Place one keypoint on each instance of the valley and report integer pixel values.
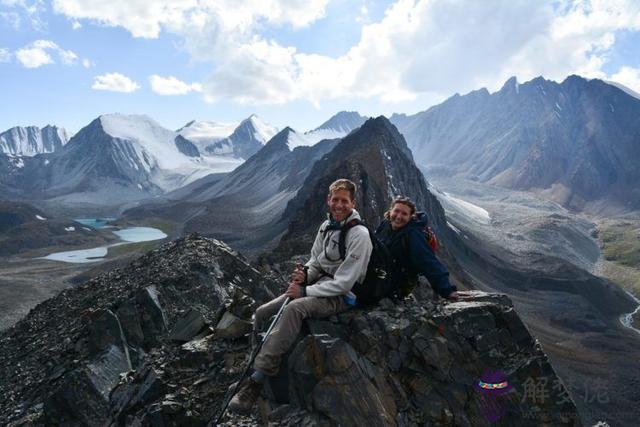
(592, 344)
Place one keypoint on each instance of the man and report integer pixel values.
(320, 291)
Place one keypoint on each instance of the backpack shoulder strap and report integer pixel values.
(342, 239)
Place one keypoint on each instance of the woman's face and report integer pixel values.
(400, 216)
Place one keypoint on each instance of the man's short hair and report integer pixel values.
(344, 184)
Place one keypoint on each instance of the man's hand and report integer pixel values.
(294, 291)
(298, 276)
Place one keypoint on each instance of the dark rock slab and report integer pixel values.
(83, 397)
(153, 318)
(188, 326)
(231, 326)
(105, 331)
(130, 321)
(327, 378)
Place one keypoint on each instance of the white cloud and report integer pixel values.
(29, 11)
(114, 82)
(33, 57)
(40, 52)
(146, 18)
(628, 76)
(419, 47)
(5, 55)
(68, 57)
(172, 86)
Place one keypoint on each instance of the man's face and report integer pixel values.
(400, 216)
(340, 204)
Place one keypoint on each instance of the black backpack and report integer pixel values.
(378, 283)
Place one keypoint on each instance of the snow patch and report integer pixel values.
(263, 131)
(295, 139)
(318, 135)
(208, 131)
(454, 228)
(468, 209)
(147, 136)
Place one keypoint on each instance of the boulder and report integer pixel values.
(83, 397)
(153, 318)
(326, 377)
(187, 326)
(231, 326)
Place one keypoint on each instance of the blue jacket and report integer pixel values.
(420, 258)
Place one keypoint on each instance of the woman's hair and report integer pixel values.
(402, 200)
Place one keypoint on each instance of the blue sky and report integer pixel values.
(294, 63)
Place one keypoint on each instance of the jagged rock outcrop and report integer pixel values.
(106, 353)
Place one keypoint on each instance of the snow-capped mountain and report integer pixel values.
(113, 159)
(243, 142)
(203, 133)
(338, 126)
(575, 142)
(141, 146)
(31, 140)
(245, 205)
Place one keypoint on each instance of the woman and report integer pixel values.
(401, 231)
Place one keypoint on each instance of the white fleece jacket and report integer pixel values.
(325, 256)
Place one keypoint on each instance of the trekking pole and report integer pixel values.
(254, 354)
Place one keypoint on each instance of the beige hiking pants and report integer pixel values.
(288, 327)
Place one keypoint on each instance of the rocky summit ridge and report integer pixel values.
(160, 341)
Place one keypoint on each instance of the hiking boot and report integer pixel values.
(246, 397)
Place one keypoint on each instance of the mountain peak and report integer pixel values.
(343, 121)
(258, 129)
(31, 140)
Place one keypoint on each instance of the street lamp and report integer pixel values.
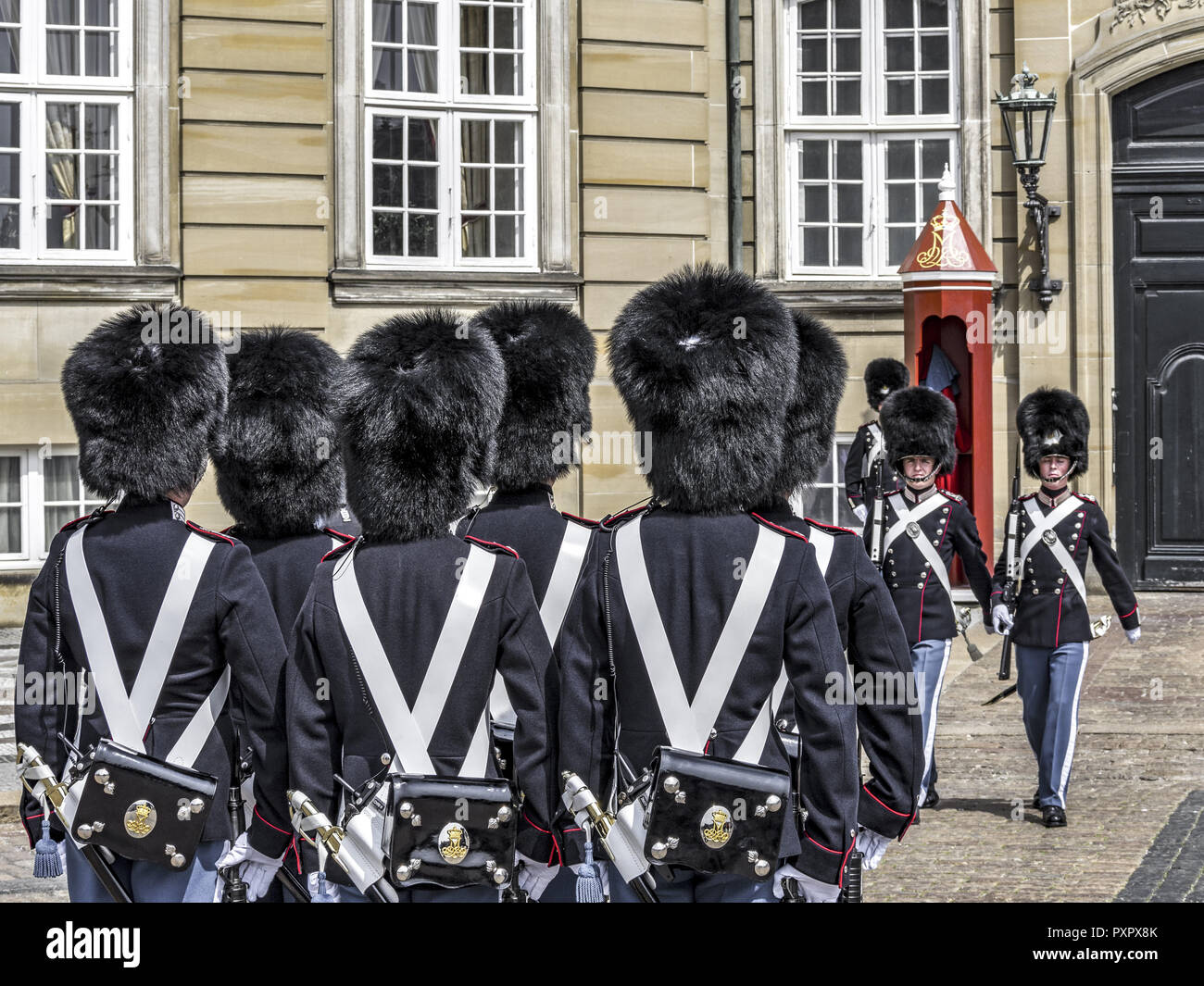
(1027, 119)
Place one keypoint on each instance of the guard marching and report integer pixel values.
(280, 474)
(914, 535)
(690, 608)
(883, 377)
(549, 357)
(402, 632)
(159, 617)
(1051, 626)
(889, 724)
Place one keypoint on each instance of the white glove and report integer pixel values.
(1000, 618)
(312, 884)
(533, 878)
(872, 846)
(814, 891)
(257, 869)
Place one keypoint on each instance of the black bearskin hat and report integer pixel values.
(706, 361)
(884, 376)
(420, 396)
(277, 457)
(549, 363)
(1052, 421)
(920, 421)
(810, 416)
(145, 392)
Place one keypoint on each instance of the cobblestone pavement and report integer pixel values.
(1139, 761)
(1138, 758)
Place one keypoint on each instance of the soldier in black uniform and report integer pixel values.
(144, 409)
(706, 361)
(280, 471)
(883, 377)
(549, 356)
(889, 725)
(923, 528)
(402, 632)
(1052, 626)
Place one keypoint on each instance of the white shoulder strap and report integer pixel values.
(409, 730)
(129, 714)
(689, 724)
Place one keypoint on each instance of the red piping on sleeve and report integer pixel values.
(779, 528)
(901, 814)
(265, 821)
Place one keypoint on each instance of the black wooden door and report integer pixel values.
(1159, 402)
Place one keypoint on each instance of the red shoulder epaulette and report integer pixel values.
(347, 543)
(777, 528)
(831, 528)
(71, 524)
(622, 517)
(492, 545)
(207, 532)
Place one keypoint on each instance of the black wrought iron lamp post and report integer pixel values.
(1027, 119)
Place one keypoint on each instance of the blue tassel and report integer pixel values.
(47, 864)
(589, 880)
(323, 896)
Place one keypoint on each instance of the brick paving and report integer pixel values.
(1139, 766)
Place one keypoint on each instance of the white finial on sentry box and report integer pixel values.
(947, 185)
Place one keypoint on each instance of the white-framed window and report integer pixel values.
(67, 131)
(825, 500)
(39, 493)
(872, 117)
(450, 133)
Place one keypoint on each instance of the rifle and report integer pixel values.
(878, 531)
(626, 855)
(306, 818)
(1012, 571)
(31, 765)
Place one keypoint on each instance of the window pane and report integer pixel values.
(10, 51)
(60, 480)
(100, 176)
(421, 235)
(63, 53)
(815, 247)
(898, 13)
(10, 480)
(899, 159)
(100, 12)
(61, 11)
(934, 95)
(100, 53)
(934, 13)
(849, 253)
(10, 531)
(10, 176)
(899, 96)
(389, 233)
(100, 228)
(61, 125)
(899, 55)
(100, 127)
(386, 20)
(10, 227)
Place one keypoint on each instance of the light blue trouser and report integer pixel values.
(928, 661)
(697, 889)
(1048, 681)
(148, 882)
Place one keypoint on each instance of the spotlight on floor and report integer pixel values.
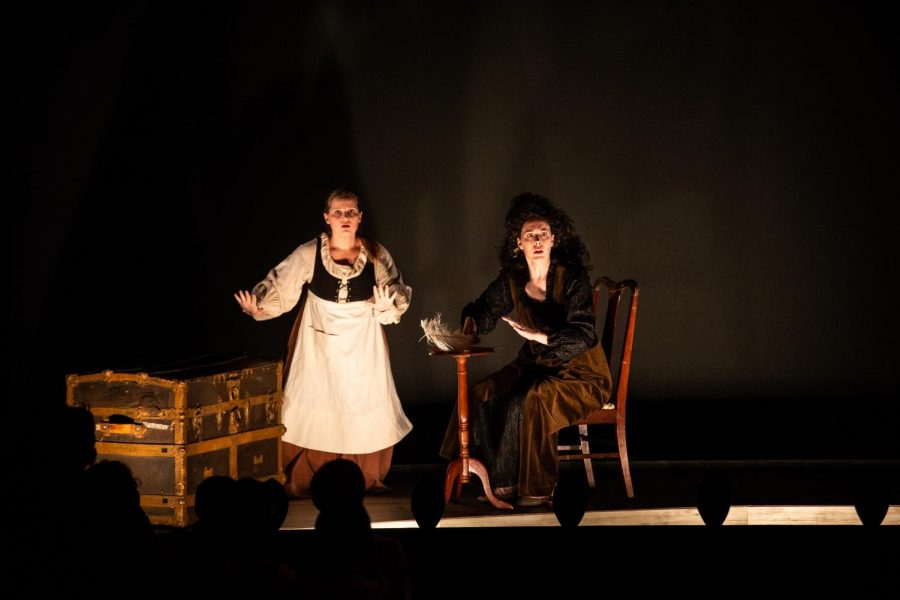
(872, 501)
(427, 502)
(713, 501)
(570, 501)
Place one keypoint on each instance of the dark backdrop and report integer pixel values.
(737, 160)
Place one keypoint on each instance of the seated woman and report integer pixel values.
(560, 374)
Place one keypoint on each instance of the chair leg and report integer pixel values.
(623, 459)
(586, 451)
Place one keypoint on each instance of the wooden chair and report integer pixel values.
(613, 413)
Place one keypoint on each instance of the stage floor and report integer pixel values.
(762, 492)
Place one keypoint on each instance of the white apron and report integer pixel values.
(340, 395)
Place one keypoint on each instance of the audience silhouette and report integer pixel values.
(350, 561)
(427, 502)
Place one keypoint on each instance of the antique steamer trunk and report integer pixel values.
(175, 425)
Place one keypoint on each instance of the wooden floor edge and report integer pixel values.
(738, 515)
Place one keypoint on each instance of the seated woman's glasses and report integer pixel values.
(534, 236)
(350, 213)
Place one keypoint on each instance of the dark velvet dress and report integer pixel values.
(518, 410)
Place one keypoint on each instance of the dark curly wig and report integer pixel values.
(567, 246)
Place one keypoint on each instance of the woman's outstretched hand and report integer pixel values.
(249, 303)
(527, 332)
(381, 300)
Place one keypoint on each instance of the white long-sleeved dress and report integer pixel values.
(340, 395)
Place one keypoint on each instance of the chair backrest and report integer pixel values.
(620, 368)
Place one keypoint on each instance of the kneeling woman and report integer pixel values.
(560, 374)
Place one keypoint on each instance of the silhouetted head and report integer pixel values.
(338, 484)
(872, 501)
(570, 501)
(427, 502)
(216, 499)
(277, 503)
(713, 500)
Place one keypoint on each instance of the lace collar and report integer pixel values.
(342, 271)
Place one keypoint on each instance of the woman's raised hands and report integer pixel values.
(248, 302)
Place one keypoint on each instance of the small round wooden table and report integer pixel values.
(459, 470)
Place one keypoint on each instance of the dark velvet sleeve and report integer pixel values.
(577, 335)
(493, 303)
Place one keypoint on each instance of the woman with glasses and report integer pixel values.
(560, 374)
(339, 395)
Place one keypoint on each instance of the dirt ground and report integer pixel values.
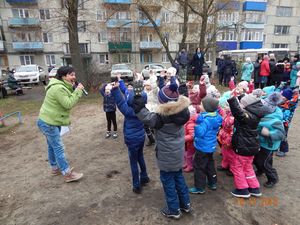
(30, 195)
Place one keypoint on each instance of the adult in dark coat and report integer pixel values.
(197, 64)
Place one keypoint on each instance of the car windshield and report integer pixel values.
(156, 67)
(120, 67)
(31, 68)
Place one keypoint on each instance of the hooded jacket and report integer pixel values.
(59, 100)
(168, 122)
(245, 139)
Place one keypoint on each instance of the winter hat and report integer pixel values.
(272, 101)
(287, 93)
(172, 71)
(168, 93)
(249, 100)
(192, 110)
(210, 104)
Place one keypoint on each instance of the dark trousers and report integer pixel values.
(204, 167)
(284, 145)
(111, 117)
(263, 161)
(176, 191)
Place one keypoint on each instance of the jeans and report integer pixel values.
(136, 157)
(56, 154)
(176, 191)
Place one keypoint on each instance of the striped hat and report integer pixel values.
(168, 93)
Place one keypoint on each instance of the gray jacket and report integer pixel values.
(168, 122)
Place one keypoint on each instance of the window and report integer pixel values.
(20, 13)
(102, 37)
(44, 14)
(280, 45)
(282, 30)
(166, 17)
(26, 59)
(146, 57)
(81, 26)
(50, 60)
(165, 58)
(47, 37)
(284, 11)
(103, 58)
(101, 15)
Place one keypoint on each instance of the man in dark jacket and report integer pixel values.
(168, 122)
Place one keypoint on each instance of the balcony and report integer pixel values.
(255, 6)
(1, 45)
(28, 46)
(119, 46)
(15, 2)
(117, 1)
(19, 22)
(147, 23)
(150, 45)
(112, 23)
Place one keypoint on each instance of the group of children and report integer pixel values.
(187, 121)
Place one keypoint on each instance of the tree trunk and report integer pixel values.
(72, 7)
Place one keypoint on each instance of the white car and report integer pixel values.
(31, 74)
(156, 68)
(123, 69)
(53, 72)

....................

What the task asks — Beginning with the line that holds "Place one keypoint on each instance of the winter" and ending with the last line of the material, output each line exactly and nothing beyond them.

Result below —
Place one keypoint on each instance of the winter hat and report integer pixel values.
(272, 101)
(287, 93)
(172, 71)
(168, 93)
(249, 100)
(192, 110)
(210, 104)
Place one keypoint on each instance of the dark trousers and report integer pixel values.
(204, 167)
(284, 145)
(111, 117)
(263, 161)
(176, 191)
Place one keypoint on each instance of the jeans and report integer pixel values.
(136, 157)
(56, 154)
(176, 191)
Place one keypoint on each instance of the striped hat and report integer pixel values.
(168, 93)
Place one keypoint on each instance of the gray jacket and report integer pixel values.
(168, 122)
Place one keypoint on each instance of the window and report integer pixel values.
(20, 13)
(102, 37)
(44, 14)
(280, 45)
(282, 30)
(166, 17)
(26, 59)
(146, 57)
(81, 26)
(50, 60)
(165, 58)
(47, 37)
(284, 11)
(103, 58)
(101, 15)
Place one keypoint on each instance of the man in dark jacket and report integer pixel values.
(168, 122)
Place one keypoint on each instance of the balcony and report integer pixel values.
(255, 6)
(1, 45)
(28, 46)
(119, 46)
(15, 2)
(117, 1)
(19, 22)
(147, 23)
(150, 45)
(112, 23)
Place one keypoint on each instance of the group of children and report integer pixel values.
(187, 121)
Place one keypoint on each instance of the tree trunk and report integer pixel values.
(72, 7)
Place one keypoint on each instance of the white car and report integer pixel values.
(31, 74)
(156, 68)
(123, 69)
(53, 72)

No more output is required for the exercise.